### Required actions
1. Answer these questions using the article about Opera Notre Dame's production of Candide.
(a) On which dates was Candide staged at the DeBartolo Performing Arts Center?
(b) In what year was Candide first performed?
(c) In what year did Voltaire write the novella the show adapts?
2. Quote the article about Opera Notre Dame's production of Candide from "For Voltaire, this" up to and including "to cultivate good.".
3. Write what comes next in the article about Opera Notre Dame's production of Candide, starting after its final paragraph.

─── Text segment

Students and cast celebrate latest comic production
As Notre Dame found itself in the coldest of all possible South Bends, Opera Notre Dame invited theatergoers to question what else is wrong in the world with its production of Leonard Bernstein’s Candide at the DeBartolo Performing Arts Center (DPAC) on December 5 and 7.
The performance follows the group’s staging of Henry Purcell’s Dido and Aeneas in February of 2025. Director and conductor Dr. Dror Baitel told the Rover, “This is the first time Notre Dame Opera presented a full scale production with an orchestra since Covid.”
First performed in 1956, Candide is a comic operetta, providing a contrast to Purcell’s 17th-century Baroque tragedy. The score was composed by Leonard Bernstein, widely known for the iconic musical West Side Story. Like much of Bernstein’s work, Candide shows a wide variety of musical influences, including the classical operatic tradition, medieval chant, and Latin dances.
The show is an adaptation of the 1759 novella by Voltaire, which satirizes Gottfried Leibniz’s philosophy. Leibniz held that we live in the “best of all possible worlds,” since evil only serves to bring about an even greater good.
For Voltaire, this philosophy was unsatisfactory. In the novella as well as in Bernstein’s operetta, the protagonist Candide and his companions encounter immense suffering, including war, rape, shipwreck, an earthquake, and near execution. All the while, Candide’s mentor Dr. Pangloss serves as a mouthpiece for Leibniz’s ideas, driving Candide to despair. Ultimately, Candide settles on a farm and concludes that the best response to evil is to cultivate good.
In her notes in the show’s program, Rev. John A. Brien Professor of Philosophy Barbara Gail Montero wrote, “Life, Voltaire believed, was rife with random catastrophes and unconscionable cruelty. Music, however, tends to bring out the best in humanity. And Bernstein’s luscious score to Candide is a perfect example of this.”
Montero continued, “We invite you to ponder whether we, like Candide, can still, despite murder and mayhem, adversity and avarice, find a way to make our garden grow.”

──────
─── Data provided

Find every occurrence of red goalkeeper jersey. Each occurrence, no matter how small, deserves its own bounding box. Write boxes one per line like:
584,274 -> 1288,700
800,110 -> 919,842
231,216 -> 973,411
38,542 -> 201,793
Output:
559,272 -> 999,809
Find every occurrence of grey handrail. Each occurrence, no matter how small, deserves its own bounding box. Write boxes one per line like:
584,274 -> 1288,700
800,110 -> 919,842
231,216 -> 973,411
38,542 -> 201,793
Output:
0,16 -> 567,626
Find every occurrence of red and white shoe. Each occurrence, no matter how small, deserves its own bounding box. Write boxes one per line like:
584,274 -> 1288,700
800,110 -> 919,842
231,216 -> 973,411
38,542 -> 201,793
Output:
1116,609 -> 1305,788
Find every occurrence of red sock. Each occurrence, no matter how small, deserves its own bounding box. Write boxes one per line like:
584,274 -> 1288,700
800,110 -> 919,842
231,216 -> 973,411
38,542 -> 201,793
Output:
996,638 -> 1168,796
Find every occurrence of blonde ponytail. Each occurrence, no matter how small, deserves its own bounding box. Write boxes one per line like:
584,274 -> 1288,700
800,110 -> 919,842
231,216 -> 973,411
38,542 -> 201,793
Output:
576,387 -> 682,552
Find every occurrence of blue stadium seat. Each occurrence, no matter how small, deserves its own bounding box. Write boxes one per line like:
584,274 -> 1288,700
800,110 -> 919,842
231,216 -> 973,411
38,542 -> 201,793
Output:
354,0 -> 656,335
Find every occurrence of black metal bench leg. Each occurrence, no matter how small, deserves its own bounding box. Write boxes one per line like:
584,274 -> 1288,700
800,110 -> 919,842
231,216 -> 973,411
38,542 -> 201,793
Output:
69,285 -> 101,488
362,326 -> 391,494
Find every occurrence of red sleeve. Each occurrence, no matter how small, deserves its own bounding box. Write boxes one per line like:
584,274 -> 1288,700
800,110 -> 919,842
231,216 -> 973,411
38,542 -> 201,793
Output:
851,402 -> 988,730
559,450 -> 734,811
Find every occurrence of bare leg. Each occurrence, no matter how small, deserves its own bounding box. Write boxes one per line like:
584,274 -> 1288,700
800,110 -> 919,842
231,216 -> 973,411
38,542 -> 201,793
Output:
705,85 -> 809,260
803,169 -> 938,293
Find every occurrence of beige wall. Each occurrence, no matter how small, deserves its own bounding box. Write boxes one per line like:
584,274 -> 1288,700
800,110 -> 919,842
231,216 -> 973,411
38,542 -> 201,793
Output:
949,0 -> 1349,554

──────

### Exercise answers
1.
(a) December 5 and 7
(b) 1956
(c) 1759

2.
For Voltaire, this philosophy was unsatisfactory. In the novella as well as in Bernstein’s operetta, the protagonist Candide and his companions encounter immense suffering, including war, rape, shipwreck, an earthquake, and near execution. All the while, Candide’s mentor Dr. Pangloss serves as a mouthpiece for Leibniz’s ideas, driving Candide to despair. Ultimately, Candide settles on a farm and concludes that the best response to evil is to cultivate good.

3.
Many of the cast were members of Notre Dame’s Sacred Music Program, which offers degrees and classes in organ, voice, and choral conducting, among other subjects.
The cast also represents a variety of backgrounds and experience levels. Freshman cast member Madeline Anderson spoke to the Rover about being in the show: “I had a wonderful time working on Candide. … Working with so many incredible people, like our director and the graduate students, really filled me with joy and passion for opera as an art form.” Anderson called her first operetta at Notre Dame “a very collaborative and supportive environment, especially for beginners to opera like myself.”
“I think people think opera is a dying genre,” Anderson continued, “but being in a production with so many young, talented, and passionate artists really shows that opera is alive. I hope everyone who saw Candide saw how much fun we had putting it on and enjoyed an art form they hadn’t watched before!”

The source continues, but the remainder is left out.